Document passage:
--------------------------------

Every designer and developer eventually faces the same challenge while designing their personal portfolio: How do you build a showcase that doesn’t just list what you do, but actually shows it?
For this portfolio, my goal was to find the right balance between showcasing my work and building something reflective of what I do as a creative developer. With that in mind, I started designing my portfolio with the aim to create something minimalist yet innovative, a portfolio that would let my work speak for itself while showcasing my creativity.
Design & Inspirations
Unlike most web projects, and since I was working on both the design and development myself, I didn’t wait for the design to be finished before kicking off development. Both moved forward in parallel, which allowed me to fully explore my creativity, with ideas coming from both sides.

--------------------------------

Given task:
Copy the passage above on building a personal portfolio word for word, from "For this portfolio, my" to "from both sides.".

--------------------------------

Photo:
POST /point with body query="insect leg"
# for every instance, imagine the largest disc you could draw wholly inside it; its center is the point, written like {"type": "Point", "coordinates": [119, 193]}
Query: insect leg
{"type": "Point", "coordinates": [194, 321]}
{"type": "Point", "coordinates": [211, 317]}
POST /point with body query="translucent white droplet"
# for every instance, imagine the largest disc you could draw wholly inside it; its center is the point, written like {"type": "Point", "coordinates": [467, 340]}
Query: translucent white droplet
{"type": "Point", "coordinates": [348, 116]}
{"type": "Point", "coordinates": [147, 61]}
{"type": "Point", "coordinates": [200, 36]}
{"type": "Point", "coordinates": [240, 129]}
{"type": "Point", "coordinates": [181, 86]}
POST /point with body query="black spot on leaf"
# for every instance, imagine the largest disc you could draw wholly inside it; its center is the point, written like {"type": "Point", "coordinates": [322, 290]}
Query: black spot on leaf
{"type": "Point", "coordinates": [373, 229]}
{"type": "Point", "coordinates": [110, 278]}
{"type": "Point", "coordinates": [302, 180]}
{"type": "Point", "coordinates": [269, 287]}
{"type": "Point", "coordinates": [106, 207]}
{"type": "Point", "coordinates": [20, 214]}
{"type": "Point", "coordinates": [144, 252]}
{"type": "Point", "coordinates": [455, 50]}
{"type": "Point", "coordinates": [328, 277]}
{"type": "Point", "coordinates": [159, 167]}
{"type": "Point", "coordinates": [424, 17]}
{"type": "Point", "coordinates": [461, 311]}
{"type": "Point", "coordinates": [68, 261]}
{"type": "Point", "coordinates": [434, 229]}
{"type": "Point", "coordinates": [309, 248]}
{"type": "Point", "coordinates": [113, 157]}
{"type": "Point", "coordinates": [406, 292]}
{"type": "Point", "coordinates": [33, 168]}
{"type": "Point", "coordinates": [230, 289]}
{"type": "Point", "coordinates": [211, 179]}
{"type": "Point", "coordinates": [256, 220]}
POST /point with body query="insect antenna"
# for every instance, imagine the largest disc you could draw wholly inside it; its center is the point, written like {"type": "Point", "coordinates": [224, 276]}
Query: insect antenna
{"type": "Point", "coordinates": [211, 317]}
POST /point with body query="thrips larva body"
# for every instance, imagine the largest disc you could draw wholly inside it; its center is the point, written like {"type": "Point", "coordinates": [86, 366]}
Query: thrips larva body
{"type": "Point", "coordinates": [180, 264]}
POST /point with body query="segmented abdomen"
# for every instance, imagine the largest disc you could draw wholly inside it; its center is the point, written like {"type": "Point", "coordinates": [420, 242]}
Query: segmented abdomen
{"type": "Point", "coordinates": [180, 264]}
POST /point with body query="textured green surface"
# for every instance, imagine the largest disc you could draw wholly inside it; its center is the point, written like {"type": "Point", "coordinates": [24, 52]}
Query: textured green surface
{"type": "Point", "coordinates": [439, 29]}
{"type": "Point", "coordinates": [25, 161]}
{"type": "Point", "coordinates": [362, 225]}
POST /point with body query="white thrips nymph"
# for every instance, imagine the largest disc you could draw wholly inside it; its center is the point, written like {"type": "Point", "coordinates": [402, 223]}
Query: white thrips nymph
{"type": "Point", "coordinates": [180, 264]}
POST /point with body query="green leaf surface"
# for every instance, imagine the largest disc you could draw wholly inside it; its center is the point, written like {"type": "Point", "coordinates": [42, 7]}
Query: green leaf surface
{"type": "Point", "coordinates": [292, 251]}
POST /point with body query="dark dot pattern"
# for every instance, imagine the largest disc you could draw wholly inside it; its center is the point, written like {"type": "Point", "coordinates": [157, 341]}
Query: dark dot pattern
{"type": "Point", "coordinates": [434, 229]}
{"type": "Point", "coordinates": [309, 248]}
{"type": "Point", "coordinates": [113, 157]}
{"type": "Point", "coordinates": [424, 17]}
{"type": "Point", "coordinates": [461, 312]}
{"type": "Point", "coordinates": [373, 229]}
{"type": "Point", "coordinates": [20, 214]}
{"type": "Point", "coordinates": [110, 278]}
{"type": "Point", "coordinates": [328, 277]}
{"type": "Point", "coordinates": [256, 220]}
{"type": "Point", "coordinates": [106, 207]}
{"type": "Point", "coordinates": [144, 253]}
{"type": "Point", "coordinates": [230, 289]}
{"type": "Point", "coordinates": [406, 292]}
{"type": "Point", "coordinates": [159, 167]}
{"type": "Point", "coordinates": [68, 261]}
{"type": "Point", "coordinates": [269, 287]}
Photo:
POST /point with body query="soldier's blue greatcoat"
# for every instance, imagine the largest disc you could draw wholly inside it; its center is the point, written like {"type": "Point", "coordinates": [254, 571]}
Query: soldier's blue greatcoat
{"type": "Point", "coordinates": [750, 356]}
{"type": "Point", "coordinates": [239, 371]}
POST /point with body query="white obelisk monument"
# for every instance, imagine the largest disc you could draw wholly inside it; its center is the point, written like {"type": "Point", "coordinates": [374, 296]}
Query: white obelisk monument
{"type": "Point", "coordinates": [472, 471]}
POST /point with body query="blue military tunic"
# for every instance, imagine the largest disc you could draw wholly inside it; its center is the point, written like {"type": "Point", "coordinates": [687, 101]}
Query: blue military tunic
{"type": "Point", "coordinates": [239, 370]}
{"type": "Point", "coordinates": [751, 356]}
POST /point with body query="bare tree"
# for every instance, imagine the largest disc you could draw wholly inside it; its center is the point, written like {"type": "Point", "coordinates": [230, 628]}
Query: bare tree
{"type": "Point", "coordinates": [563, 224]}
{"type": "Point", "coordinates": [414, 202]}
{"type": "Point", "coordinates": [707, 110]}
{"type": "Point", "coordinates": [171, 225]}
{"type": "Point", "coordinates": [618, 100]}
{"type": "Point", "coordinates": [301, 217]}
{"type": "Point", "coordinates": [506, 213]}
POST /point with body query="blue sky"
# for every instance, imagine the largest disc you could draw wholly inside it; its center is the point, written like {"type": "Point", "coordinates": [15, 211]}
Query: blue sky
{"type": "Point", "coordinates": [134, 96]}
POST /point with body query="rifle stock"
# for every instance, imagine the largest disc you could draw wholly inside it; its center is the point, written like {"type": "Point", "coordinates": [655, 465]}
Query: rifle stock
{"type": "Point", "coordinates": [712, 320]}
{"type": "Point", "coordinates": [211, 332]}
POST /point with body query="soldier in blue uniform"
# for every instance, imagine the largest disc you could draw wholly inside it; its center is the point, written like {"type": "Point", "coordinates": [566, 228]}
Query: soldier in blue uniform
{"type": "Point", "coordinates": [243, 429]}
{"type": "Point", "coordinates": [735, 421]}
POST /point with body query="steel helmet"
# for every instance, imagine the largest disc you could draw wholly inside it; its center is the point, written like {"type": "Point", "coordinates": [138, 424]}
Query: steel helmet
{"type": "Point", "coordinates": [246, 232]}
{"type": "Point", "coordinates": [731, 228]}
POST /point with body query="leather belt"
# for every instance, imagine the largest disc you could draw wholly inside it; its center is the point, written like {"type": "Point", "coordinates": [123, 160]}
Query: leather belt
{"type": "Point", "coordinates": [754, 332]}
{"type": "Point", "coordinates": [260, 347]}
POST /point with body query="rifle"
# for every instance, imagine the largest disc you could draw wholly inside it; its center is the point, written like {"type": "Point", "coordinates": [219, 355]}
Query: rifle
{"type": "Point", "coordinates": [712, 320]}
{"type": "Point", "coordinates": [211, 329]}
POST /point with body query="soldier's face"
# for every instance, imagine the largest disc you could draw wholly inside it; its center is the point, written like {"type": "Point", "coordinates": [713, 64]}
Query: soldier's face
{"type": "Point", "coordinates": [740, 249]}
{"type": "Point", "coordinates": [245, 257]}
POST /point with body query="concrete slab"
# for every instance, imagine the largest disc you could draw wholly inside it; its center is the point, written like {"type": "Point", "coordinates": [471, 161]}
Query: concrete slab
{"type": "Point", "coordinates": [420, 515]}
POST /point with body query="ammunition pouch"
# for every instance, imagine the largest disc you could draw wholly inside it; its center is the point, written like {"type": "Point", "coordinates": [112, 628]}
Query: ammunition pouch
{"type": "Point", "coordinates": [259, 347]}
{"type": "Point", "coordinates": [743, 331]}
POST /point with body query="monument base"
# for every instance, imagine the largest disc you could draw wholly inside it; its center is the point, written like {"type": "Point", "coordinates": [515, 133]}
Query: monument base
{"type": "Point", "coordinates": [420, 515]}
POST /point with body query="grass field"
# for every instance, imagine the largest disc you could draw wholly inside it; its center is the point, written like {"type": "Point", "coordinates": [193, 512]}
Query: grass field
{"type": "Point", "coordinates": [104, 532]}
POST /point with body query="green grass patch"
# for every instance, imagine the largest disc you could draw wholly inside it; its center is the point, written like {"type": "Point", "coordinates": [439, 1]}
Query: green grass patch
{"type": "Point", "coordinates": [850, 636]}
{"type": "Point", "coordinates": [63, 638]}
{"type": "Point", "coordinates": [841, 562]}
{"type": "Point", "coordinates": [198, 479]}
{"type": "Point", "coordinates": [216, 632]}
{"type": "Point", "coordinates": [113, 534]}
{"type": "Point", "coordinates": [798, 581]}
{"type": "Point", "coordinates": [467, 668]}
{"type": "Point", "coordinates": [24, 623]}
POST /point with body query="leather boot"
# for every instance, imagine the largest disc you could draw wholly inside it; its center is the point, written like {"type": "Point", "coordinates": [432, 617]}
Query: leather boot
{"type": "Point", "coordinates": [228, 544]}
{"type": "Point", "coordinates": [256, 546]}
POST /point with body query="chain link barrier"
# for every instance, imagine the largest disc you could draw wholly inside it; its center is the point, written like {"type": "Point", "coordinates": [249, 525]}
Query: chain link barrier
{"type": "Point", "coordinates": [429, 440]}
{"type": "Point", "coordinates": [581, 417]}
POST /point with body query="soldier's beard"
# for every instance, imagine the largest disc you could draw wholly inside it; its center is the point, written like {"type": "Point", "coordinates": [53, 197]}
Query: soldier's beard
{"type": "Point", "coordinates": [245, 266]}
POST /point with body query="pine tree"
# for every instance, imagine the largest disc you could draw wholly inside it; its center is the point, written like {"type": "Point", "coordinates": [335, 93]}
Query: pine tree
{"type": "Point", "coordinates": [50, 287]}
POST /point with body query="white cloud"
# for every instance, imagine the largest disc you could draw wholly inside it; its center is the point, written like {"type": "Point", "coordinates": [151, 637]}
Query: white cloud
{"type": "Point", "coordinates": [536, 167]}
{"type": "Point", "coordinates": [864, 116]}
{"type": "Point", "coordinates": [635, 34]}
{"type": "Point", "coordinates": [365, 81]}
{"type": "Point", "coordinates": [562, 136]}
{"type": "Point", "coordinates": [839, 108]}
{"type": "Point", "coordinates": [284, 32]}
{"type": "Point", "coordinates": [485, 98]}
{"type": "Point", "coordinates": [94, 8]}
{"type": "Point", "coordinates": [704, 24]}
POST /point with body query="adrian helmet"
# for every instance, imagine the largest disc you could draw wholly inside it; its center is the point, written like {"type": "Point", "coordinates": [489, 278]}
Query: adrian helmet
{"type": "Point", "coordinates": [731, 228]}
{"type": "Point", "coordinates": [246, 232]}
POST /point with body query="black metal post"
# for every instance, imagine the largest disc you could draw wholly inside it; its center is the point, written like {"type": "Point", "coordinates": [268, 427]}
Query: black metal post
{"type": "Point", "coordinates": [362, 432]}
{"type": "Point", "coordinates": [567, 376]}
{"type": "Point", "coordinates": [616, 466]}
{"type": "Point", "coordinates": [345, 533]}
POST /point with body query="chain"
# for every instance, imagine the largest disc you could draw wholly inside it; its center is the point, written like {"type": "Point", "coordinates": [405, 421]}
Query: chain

--------------------------------

Written answer:
For this portfolio, my goal was to find the right balance between showcasing my work and building something reflective of what I do as a creative developer. With that in mind, I started designing my portfolio with the aim to create something minimalist yet innovative, a portfolio that would let my work speak for itself while showcasing my creativity.
Design & Inspirations
Unlike most web projects, and since I was working on both the design and development myself, I didn’t wait for the design to be finished before kicking off development. Both moved forward in parallel, which allowed me to fully explore my creativity, with ideas coming from both sides.